● **CONSIGNE ÉCRITE 1**
Reprends les lignes ci-dessous, du début jusqu'à la ligne contenant "[[167, 202], [218, 185], [218, 141], [166, 147]]" incluse, en décalant de 66 chaque coordonnée en pixels des réponses, sans toucher à celles des consignes ni des exemples de format. Garde les consignes mais laisse les images hors de ta réponse.

● **EXTRAIT DE TEXTE**
-----

La plupart des Ticos possèdent une finca où ils font pousser leurs fruits et légumes pour se nourrir. Cette agriculture vivrière mélange animaux, plantes et arbres sur la même surface pour optimiser la production et avoir à la fois des œufs, de la viande, des légumes, des fruits et du bois pour l'énergie et le battis: une méthode de production appelée agroforesterie parmi les agronomes mais qui aux yeux des habitants d'ici n'est rien d'autre qu'un jardin tout à fait normal...


Cacao, banane, plantain, palme, noix de coco, goyave, mangue, orange, mandarine, citron, carambole et j'en passe s'observent dans la plupart des "fincas". Pour la strate herbacée: manioc, gingembre, curcuma, citronnelle, cucurbitacées, riz, haricots, maïs, canne à sucre, ananas etc... sont aussi présents aux alentours des maisons. Tout ceci constitue l'alimentation de base de la plupart des gens des communautés. Bien évidement toutes ces bonnes choses attirent une panoplie d'oiseaux multicolores aux chants toujours plus exotiques, de nombreux singes faisant des acrobaties entre les fruits et de nombreux autres animaux et insectes. Lorsque l'on a le privilège de visiter ces fermes, un véritable jardin d'Eden se trouve au dessus de notre tête et il suffit de tendre la main pour ramasser tous ces fruits dont les saveurs se mélangent.

-----

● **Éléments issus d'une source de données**

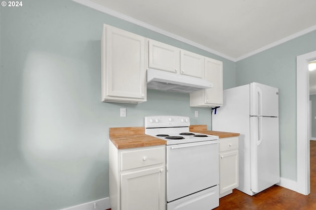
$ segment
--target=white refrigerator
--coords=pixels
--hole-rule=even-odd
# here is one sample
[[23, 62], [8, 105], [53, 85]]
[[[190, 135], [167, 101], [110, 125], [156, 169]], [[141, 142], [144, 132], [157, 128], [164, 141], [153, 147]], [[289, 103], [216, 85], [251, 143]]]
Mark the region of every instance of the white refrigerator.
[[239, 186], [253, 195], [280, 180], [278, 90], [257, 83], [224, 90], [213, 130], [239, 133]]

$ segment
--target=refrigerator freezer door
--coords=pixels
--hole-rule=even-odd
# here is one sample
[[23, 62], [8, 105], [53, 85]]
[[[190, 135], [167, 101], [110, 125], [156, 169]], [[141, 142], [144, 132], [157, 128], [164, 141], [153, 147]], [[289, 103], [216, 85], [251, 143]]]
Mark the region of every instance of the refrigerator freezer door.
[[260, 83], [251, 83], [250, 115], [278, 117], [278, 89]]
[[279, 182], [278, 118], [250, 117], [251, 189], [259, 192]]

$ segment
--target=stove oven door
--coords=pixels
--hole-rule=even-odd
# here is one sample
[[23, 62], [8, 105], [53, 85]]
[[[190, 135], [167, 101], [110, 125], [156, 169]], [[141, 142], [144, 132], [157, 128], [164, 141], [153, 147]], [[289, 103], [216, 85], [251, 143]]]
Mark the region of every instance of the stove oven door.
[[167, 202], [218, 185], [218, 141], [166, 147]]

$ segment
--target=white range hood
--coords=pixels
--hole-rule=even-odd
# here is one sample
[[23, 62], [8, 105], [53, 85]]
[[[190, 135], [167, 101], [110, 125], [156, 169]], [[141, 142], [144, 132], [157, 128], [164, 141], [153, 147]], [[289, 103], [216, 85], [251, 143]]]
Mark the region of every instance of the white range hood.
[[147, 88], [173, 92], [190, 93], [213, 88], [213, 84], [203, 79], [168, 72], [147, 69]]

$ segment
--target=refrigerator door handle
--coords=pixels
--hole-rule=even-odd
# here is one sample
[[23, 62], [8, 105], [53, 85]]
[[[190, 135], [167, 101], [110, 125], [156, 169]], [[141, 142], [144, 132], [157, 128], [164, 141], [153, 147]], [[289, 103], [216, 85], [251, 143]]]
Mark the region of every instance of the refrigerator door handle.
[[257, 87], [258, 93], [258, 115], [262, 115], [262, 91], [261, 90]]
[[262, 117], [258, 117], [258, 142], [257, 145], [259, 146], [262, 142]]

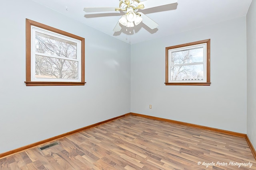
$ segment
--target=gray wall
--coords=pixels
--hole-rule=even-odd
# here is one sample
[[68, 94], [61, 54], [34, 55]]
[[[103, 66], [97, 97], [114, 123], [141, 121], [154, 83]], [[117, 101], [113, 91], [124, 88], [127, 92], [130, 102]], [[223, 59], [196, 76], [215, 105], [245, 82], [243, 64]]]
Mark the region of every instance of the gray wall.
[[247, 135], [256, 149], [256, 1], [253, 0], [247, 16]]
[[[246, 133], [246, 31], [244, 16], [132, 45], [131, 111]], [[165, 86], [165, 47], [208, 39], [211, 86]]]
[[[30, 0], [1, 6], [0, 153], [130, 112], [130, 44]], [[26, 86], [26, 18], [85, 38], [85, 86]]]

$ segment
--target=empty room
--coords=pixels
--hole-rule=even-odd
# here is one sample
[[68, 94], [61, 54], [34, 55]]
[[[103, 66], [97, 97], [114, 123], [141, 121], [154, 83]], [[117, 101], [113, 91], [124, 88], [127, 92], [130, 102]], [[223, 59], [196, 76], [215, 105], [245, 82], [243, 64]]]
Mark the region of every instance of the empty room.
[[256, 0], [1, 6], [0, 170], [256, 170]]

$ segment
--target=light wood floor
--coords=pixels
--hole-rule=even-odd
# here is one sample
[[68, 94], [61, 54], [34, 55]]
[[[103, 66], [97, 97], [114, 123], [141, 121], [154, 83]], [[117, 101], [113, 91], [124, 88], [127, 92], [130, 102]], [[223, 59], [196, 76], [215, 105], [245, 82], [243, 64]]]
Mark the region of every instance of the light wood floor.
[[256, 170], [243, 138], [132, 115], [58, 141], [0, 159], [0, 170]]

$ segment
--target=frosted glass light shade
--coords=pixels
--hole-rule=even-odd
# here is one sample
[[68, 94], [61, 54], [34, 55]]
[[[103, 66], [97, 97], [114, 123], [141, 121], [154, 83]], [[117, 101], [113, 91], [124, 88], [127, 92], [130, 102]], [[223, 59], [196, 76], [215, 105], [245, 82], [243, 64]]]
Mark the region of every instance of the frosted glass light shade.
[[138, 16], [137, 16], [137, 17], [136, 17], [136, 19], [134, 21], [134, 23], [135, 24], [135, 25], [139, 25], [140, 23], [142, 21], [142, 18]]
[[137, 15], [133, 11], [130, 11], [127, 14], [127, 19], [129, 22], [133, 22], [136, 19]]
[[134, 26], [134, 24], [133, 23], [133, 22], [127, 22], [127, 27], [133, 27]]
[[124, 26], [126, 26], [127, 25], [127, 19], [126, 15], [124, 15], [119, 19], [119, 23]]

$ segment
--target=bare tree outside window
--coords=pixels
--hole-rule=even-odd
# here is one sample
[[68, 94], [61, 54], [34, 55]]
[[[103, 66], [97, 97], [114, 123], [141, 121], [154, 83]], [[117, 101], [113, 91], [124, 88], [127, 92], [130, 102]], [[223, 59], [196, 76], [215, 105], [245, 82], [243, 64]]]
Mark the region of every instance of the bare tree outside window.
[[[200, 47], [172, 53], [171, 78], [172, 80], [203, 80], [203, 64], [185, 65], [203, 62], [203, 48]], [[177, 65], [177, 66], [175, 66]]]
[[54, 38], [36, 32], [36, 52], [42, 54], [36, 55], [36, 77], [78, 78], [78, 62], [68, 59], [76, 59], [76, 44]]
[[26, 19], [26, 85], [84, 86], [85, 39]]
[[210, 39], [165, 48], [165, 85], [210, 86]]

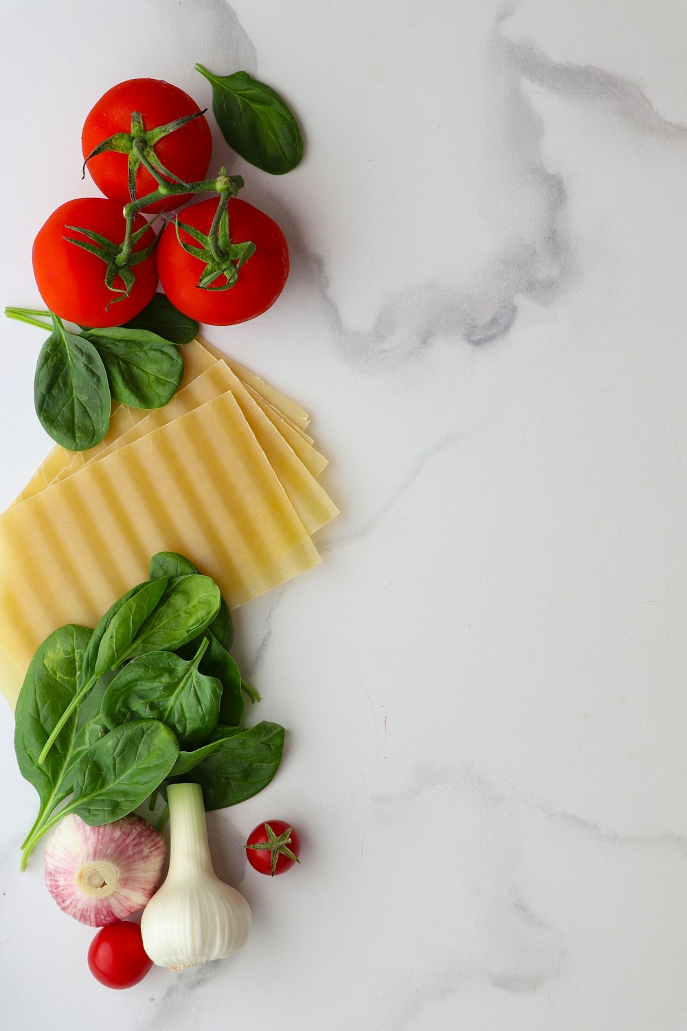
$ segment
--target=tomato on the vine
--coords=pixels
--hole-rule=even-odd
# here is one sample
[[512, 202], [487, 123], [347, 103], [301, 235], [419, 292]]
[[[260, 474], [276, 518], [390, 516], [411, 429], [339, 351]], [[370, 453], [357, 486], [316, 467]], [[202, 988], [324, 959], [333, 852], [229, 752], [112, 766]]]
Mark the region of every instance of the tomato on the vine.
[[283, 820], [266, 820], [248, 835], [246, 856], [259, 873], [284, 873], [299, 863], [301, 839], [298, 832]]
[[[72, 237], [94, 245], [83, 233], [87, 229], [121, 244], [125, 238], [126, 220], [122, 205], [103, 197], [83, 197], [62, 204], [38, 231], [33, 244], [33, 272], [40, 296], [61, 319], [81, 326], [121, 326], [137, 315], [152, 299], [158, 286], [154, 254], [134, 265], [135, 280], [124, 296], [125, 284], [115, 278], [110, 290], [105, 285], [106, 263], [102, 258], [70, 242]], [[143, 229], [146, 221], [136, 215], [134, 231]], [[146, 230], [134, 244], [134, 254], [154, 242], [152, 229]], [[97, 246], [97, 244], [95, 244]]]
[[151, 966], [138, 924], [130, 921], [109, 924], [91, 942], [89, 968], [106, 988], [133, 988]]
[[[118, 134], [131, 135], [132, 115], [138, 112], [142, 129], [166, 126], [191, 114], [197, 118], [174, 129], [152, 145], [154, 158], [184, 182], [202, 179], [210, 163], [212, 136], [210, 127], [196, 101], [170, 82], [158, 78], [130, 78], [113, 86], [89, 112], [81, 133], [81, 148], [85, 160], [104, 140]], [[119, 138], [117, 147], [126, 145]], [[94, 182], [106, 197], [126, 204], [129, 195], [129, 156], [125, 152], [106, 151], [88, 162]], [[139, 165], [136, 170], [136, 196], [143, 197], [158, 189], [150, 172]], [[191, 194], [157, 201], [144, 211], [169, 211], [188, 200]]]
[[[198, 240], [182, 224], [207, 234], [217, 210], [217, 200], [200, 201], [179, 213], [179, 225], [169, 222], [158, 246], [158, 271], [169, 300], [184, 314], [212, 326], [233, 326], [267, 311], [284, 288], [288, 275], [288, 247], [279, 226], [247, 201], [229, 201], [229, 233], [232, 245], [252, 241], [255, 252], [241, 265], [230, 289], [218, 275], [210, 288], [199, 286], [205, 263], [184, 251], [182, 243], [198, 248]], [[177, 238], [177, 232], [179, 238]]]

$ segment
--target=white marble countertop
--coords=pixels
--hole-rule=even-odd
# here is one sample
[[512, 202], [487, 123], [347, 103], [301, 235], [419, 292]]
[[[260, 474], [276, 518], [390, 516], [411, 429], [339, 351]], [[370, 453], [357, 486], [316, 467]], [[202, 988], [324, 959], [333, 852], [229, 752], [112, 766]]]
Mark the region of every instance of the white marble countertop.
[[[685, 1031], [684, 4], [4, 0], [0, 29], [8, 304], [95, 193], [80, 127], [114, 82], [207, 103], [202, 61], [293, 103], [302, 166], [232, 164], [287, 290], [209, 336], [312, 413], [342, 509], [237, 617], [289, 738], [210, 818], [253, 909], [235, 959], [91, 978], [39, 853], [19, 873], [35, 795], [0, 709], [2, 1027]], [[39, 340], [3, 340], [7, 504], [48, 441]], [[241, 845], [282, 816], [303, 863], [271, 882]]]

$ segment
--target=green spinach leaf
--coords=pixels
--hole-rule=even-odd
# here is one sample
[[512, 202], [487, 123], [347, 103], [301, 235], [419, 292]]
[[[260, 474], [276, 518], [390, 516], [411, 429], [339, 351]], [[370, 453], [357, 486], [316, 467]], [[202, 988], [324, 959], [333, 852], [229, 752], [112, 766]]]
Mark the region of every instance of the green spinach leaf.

-----

● **CONSIGNE ÉCRITE 2**
Répète mot pour mot le texte sur les fincas ci-dessus.

● **RÉPONSE ATTENDUE 1**
$ segment
--target=white refrigerator
--coords=pixels
--hole-rule=even-odd
# here is one sample
[[23, 62], [8, 105], [53, 85]]
[[[190, 135], [167, 101], [110, 125], [156, 169]], [[141, 142], [144, 132], [157, 128], [164, 141], [153, 147]], [[289, 103], [216, 85], [251, 143]]]
Mark the region of every instance of the white refrigerator.
[[305, 252], [319, 261], [346, 246], [344, 156], [323, 149], [290, 156], [279, 196], [305, 199]]

$ segment
--target=refrigerator freezer door
--coords=pixels
--hole-rule=even-odd
# here is one sample
[[23, 62], [8, 105], [53, 85]]
[[[190, 135], [167, 101], [110, 125], [156, 169]], [[141, 142], [144, 132], [157, 128], [164, 141], [153, 147]], [[289, 103], [216, 85], [251, 143]]]
Mark the region of every instance of the refrigerator freezer door.
[[326, 149], [317, 149], [316, 181], [344, 183], [344, 155]]
[[345, 248], [344, 184], [316, 183], [317, 255], [325, 258]]

$ segment
--target=stove oven door
--coords=pixels
--hole-rule=even-odd
# here is one sample
[[23, 62], [8, 105], [53, 85]]
[[[190, 135], [167, 101], [110, 125], [156, 169]], [[141, 142], [144, 132], [157, 128], [164, 141], [153, 147]], [[289, 103], [216, 85], [251, 143]]]
Mark the region of every instance of the stove oven door.
[[233, 268], [284, 251], [284, 207], [232, 213]]

● **RÉPONSE ATTENDUE 2**
La plupart des Ticos possèdent une finca où ils font pousser leurs fruits et légumes pour se nourrir. Cette agriculture vivrière mélange animaux, plantes et arbres sur la même surface pour optimiser la production et avoir à la fois des œufs, de la viande, des légumes, des fruits et du bois pour l'énergie et le battis: une méthode de production appelée agroforesterie parmi les agronomes mais qui aux yeux des habitants d'ici n'est rien d'autre qu'un jardin tout à fait normal...


Cacao, banane, plantain, palme, noix de coco, goyave, mangue, orange, mandarine, citron, carambole et j'en passe s'observent dans la plupart des "fincas". Pour la strate herbacée: manioc, gingembre, curcuma, citronnelle, cucurbitacées, riz, haricots, maïs, canne à sucre, ananas etc... sont aussi présents aux alentours des maisons. Tout ceci constitue l'alimentation de base de la plupart des gens des communautés. Bien évidement toutes ces bonnes choses attirent une panoplie d'oiseaux multicolores aux chants toujours plus exotiques, de nombreux singes faisant des acrobaties entre les fruits et de nombreux autres animaux et insectes. Lorsque l'on a le privilège de visiter ces fermes, un véritable jardin d'Eden se trouve au dessus de notre tête et il suffit de tendre la main pour ramasser tous ces fruits dont les saveurs se mélangent.